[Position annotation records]
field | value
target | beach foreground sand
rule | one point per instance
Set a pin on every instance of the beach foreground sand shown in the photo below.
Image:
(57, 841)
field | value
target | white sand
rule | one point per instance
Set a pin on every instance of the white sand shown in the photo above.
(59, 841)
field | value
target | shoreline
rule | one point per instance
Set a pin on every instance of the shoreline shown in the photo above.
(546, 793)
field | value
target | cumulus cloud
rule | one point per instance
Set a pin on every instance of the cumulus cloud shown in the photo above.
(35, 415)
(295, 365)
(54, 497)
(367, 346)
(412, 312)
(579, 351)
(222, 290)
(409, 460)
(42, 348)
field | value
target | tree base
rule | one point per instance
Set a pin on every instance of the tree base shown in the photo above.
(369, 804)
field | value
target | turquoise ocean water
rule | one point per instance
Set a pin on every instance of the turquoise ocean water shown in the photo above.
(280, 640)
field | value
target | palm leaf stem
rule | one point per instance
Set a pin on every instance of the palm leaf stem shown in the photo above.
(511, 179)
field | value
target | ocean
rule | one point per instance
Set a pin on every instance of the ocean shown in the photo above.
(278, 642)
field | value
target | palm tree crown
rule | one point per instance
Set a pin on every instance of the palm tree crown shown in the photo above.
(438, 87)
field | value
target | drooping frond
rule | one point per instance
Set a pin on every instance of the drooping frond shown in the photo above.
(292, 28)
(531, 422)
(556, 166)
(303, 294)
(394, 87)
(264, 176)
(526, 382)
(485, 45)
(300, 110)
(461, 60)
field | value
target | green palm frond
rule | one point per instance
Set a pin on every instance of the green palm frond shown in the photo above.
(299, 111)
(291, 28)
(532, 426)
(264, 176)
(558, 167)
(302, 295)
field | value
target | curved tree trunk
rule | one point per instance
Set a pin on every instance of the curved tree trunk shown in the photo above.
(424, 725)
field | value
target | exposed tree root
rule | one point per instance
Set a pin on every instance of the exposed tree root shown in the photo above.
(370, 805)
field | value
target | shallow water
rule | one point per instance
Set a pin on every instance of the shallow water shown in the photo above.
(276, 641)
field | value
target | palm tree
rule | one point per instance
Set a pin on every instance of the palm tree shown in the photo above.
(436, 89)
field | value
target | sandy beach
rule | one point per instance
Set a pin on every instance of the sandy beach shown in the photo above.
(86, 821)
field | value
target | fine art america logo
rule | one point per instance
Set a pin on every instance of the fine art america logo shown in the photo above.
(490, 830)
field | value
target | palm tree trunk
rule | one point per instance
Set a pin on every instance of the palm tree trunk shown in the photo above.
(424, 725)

TASK DIRECTIONS — Give an exact copy of all the data shown above.

SOLUTION FOR THIS TASK —
field | value
target | beach foreground sand
rule | one point per instance
Set a pin on every instance of the beach foreground sand shown in the photo below.
Image:
(57, 841)
field | value
target | white sand
rule | one point per instance
Set a pin on every instance of the white sand shown in the photo above.
(59, 841)
field | value
target | shoreline
rule | one point per instance
Set a pin on every instance of the shoreline shown in the photo above.
(546, 793)
field | value
target | cumulus cloud
rule | one point per instance
Set a pin on every instance of the cumulus cloud shown in the photo above.
(35, 415)
(295, 365)
(54, 497)
(367, 346)
(412, 312)
(579, 351)
(222, 290)
(409, 460)
(42, 348)
field | value
target | tree base
rule | one point per instance
Set a pin on every instance of the tree base shown in the photo above.
(369, 804)
field | value
target | turquoise ocean water
rule | one point per instance
Set a pin on every instance of the turquoise ocean water shown in the photo above.
(280, 640)
field | value
target | palm leaf stem
rule | one point per instance
Set a pin on every instance of the palm leaf stem shown in the photo above.
(511, 179)
field | value
target | ocean
rule | one point per instance
Set a pin on every instance of the ocean shown in the photo above.
(278, 642)
field | value
target | palm tree crown
rule | one point per instance
Set a pin on every instance of the palm tree crown shown in the photo above.
(438, 87)
field | value
target | drooping frond
rule | one point per instance
Set a pin on every instance of the drooping frond shown in the photo above.
(292, 28)
(531, 422)
(556, 166)
(303, 294)
(394, 87)
(264, 176)
(526, 382)
(485, 45)
(300, 110)
(461, 60)
field | value
target | green palm frond
rule | one point per instance
Set a pin on every instance of the green palm frond shown in the photo above.
(299, 111)
(291, 28)
(532, 426)
(264, 176)
(558, 167)
(302, 295)
field | value
target | curved tree trunk
rule | one point per instance
Set a pin on every instance of the curved tree trunk shown in the photo above.
(424, 725)
field | value
target | exposed tree root
rule | one point per instance
Set a pin on every instance of the exposed tree root shown in the photo above.
(370, 805)
field | value
target | shallow water
rule | one point per instance
Set a pin on every instance of the shallow water shown in the photo above.
(276, 641)
field | value
target | palm tree
rule | one point per instance
Set a pin on every instance of the palm tree shown in the photo above.
(436, 89)
field | value
target | sandy beach
rule | one point per instance
Set a pin on every instance of the sandy beach shown in the photo above.
(86, 821)
field | value
target | fine art america logo
rule | one point per instance
Set a pin on every instance of the fine art america logo shown in the photo above.
(490, 830)
field | value
target | palm tree trunk
rule | one point per instance
Set a pin on every instance of the palm tree trunk shown in the photo above.
(424, 725)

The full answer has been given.